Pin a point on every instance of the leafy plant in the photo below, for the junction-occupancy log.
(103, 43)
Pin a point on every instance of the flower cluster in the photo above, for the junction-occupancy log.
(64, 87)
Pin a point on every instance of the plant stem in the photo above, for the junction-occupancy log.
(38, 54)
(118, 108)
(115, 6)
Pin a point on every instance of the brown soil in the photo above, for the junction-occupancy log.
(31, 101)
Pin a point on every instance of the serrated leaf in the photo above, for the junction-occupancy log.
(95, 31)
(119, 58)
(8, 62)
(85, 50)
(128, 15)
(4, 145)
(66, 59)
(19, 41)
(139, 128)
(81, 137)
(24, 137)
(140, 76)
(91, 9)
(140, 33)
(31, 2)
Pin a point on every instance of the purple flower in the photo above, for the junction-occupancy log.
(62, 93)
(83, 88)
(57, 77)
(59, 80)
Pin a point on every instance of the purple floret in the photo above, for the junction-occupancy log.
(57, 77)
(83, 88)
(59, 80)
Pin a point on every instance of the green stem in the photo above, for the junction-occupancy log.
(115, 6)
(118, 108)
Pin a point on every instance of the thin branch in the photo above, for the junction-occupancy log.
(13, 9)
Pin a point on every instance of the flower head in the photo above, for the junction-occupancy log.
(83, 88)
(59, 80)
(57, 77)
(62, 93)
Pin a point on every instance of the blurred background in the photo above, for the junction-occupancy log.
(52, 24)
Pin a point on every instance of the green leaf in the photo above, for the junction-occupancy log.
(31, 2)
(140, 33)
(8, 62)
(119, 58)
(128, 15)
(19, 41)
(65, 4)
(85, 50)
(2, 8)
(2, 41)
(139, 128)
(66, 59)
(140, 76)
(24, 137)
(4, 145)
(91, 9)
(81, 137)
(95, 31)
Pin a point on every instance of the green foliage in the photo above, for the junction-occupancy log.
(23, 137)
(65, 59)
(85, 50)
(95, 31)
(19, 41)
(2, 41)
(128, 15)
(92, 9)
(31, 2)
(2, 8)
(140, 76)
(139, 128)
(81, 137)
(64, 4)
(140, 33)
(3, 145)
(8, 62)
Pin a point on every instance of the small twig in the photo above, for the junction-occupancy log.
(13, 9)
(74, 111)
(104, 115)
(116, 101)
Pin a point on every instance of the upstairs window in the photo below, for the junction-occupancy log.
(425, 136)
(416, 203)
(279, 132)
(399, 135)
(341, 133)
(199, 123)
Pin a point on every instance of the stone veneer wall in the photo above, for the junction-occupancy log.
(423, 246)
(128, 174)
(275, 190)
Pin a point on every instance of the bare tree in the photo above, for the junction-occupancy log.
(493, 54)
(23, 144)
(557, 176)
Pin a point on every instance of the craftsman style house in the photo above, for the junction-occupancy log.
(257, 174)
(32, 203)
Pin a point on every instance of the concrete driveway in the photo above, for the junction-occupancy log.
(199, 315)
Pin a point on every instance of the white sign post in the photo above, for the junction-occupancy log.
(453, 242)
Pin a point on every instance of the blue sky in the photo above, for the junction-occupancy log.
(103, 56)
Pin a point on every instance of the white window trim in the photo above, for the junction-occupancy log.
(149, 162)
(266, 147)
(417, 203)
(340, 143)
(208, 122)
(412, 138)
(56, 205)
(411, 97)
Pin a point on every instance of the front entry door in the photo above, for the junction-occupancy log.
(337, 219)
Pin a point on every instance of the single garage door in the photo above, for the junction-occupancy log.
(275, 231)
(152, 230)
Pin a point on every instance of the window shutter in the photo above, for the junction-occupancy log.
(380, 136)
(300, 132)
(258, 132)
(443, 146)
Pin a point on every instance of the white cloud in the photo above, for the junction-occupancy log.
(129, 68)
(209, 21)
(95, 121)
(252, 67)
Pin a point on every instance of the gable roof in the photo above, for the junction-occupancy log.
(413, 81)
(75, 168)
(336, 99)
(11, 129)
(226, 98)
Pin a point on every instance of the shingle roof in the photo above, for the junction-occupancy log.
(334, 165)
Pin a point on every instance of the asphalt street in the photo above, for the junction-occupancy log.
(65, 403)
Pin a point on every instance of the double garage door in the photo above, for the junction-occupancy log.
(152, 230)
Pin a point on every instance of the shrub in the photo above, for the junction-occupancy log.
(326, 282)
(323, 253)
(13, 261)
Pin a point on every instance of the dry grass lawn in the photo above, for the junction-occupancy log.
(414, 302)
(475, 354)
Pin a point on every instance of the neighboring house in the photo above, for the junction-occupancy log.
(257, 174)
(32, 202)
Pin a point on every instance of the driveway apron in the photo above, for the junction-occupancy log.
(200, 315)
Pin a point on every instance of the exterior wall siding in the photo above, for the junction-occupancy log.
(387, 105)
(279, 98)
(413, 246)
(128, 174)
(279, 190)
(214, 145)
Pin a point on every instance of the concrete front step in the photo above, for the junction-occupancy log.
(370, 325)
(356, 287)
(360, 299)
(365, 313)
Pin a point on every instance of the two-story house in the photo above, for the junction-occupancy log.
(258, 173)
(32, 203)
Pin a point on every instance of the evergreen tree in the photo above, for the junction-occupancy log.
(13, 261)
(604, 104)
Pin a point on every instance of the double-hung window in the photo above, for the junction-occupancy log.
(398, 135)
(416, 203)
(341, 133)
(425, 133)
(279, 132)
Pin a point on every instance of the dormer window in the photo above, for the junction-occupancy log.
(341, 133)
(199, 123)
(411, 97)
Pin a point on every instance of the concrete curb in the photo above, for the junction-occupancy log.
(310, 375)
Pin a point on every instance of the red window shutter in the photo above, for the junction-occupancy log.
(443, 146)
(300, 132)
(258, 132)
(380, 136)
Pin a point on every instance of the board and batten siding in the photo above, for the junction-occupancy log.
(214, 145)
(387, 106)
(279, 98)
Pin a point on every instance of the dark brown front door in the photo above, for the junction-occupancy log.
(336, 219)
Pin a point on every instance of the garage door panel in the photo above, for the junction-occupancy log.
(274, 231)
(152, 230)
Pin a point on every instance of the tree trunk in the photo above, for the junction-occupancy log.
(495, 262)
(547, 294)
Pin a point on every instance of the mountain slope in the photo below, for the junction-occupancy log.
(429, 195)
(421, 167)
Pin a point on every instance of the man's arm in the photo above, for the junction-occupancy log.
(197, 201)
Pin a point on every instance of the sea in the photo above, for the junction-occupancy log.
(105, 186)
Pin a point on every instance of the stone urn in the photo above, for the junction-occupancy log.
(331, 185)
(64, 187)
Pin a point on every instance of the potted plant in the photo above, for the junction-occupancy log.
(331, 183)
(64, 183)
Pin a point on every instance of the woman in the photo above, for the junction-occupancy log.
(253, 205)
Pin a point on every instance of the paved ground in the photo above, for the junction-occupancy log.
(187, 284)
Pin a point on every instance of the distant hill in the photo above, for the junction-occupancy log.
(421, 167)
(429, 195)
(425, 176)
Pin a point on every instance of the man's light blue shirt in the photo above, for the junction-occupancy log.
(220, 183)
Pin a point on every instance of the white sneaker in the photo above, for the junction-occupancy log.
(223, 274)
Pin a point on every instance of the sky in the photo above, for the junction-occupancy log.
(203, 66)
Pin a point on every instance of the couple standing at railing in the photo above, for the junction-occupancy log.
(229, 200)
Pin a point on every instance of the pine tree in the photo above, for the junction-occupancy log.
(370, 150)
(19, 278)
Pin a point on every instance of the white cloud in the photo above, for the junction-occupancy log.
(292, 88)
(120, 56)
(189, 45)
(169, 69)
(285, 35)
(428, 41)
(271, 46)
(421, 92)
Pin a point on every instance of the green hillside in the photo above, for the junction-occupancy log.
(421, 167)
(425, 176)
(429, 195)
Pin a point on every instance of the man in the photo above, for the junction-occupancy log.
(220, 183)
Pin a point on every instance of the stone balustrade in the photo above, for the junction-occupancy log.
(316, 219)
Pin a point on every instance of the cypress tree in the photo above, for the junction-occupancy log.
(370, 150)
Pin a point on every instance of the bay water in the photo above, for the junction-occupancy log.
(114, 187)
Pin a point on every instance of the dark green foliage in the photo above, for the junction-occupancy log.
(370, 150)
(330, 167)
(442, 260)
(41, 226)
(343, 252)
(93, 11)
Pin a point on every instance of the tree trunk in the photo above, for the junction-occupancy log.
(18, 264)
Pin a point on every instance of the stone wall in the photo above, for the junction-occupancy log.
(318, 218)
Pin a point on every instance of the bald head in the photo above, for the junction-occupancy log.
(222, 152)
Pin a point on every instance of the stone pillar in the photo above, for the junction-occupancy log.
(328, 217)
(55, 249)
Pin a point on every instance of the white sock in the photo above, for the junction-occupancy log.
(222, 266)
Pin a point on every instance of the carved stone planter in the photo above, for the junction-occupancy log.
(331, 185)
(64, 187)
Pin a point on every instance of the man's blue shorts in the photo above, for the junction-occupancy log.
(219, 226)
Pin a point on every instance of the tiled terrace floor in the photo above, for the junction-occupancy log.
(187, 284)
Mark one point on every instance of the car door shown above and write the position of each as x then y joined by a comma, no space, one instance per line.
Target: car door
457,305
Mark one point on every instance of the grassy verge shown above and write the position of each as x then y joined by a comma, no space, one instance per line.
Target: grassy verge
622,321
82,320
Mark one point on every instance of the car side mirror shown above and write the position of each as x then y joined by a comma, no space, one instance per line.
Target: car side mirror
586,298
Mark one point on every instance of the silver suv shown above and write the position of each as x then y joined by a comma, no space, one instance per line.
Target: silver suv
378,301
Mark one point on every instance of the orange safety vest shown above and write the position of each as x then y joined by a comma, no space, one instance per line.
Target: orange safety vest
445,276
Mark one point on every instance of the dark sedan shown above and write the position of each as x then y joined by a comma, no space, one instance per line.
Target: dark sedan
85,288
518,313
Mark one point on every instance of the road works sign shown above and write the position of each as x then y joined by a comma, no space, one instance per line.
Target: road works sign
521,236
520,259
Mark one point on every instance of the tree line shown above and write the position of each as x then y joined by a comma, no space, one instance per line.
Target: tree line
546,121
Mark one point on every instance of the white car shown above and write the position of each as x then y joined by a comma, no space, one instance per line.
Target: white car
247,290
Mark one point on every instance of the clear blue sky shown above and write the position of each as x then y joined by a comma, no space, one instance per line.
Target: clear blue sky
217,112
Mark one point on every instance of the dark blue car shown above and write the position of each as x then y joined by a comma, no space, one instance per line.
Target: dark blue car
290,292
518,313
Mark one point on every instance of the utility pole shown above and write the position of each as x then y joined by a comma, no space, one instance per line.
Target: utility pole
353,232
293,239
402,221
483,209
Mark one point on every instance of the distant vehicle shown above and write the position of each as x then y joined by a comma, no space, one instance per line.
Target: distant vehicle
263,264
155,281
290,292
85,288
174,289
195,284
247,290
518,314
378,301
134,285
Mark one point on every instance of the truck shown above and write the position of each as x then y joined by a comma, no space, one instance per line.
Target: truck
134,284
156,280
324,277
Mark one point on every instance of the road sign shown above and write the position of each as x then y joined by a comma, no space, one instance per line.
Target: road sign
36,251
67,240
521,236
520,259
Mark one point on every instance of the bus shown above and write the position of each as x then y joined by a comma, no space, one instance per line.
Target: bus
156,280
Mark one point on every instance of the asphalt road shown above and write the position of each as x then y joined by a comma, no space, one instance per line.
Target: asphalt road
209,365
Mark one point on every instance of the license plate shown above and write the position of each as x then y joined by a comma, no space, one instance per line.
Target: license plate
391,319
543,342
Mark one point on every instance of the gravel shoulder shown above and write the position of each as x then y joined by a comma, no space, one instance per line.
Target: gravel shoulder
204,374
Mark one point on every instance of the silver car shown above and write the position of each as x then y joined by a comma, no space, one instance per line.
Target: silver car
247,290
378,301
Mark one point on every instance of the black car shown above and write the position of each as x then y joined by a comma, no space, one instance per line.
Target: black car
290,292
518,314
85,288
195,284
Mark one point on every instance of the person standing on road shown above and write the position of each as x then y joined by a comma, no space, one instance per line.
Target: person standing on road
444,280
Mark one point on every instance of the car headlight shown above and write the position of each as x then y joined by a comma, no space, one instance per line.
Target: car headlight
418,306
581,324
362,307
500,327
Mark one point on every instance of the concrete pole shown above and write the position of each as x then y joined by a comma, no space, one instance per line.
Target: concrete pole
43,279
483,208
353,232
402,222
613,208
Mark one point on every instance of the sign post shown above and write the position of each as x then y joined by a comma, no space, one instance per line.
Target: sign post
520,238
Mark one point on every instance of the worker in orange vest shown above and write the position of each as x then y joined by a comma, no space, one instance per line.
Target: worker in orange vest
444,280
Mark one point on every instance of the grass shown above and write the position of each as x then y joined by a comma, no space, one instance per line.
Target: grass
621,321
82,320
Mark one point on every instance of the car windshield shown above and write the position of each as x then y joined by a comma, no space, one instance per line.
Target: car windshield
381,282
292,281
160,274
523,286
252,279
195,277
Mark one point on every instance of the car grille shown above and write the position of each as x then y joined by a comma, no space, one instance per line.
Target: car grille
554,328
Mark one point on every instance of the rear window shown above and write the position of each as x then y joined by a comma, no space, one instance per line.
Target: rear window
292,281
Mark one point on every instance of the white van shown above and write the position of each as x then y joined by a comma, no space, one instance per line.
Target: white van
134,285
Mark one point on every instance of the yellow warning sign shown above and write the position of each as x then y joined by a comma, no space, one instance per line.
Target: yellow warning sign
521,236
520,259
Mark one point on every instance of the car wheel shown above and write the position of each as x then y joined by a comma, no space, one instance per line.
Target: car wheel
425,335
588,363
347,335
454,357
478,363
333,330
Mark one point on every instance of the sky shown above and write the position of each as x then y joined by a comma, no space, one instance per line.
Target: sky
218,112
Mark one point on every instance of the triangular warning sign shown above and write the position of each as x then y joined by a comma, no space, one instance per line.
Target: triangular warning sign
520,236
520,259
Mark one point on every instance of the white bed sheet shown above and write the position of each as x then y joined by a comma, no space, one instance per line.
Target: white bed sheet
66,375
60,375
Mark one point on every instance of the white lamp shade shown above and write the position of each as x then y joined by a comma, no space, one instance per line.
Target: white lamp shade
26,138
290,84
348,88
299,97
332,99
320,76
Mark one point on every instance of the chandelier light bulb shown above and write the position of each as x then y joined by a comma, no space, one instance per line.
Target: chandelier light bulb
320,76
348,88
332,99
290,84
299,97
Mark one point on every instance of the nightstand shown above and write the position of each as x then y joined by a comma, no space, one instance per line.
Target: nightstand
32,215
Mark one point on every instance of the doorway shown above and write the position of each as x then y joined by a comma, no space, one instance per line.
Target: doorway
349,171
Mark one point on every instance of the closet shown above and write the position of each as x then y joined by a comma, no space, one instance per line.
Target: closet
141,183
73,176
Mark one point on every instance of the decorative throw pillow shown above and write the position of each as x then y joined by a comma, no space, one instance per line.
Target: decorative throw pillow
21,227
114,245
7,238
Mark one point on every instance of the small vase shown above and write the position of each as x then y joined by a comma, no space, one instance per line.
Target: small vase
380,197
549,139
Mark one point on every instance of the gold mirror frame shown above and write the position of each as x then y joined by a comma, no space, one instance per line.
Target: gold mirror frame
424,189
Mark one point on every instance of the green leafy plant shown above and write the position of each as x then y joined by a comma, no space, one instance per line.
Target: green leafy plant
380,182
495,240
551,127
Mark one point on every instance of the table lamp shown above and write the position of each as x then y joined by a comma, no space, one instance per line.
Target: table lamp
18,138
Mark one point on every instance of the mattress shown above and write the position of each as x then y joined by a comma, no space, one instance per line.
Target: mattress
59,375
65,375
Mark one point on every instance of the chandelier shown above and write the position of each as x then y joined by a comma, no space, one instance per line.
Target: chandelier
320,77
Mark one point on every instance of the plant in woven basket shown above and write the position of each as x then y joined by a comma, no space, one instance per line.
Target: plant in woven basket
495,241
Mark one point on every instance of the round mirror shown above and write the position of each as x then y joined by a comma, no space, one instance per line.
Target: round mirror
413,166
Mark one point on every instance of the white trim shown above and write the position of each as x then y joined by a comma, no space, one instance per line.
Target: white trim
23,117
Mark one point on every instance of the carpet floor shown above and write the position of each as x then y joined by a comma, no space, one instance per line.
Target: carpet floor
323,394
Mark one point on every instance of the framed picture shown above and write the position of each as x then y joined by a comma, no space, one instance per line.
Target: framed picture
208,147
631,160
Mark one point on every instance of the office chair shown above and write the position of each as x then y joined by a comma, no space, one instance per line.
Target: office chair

# DO THIS
Reproduce the lines word for word, starting at the one holding "Mark one point on every instance of the round" and ending at the final line of the material above.

# REPLY TO THE EXERCISE
Mark one point on every instance of the round mirror shown above and write the position of each as x then y joined by a comma, no space, one instance per line.
Target: round mirror
413,166
Mark one point on every instance of the white trim shown above and write the position of each as x then y joined by a comma, no space, one instance per line.
Target: white trim
23,117
Mark one point on every instance of the carpet floor shown above and write the position of each as x then y joined by a comma, no space, one instance per line.
Target: carpet floor
323,394
Mark one point on every instance of the framed picture shown above and write the position of each as x then y joined by a comma, no space, one instance per line.
Target: framed picture
208,147
631,160
Mark one point on every instance of the office chair shown above and write the position of each as x then y joined by a comma, no space, one instance per line.
Target: office chair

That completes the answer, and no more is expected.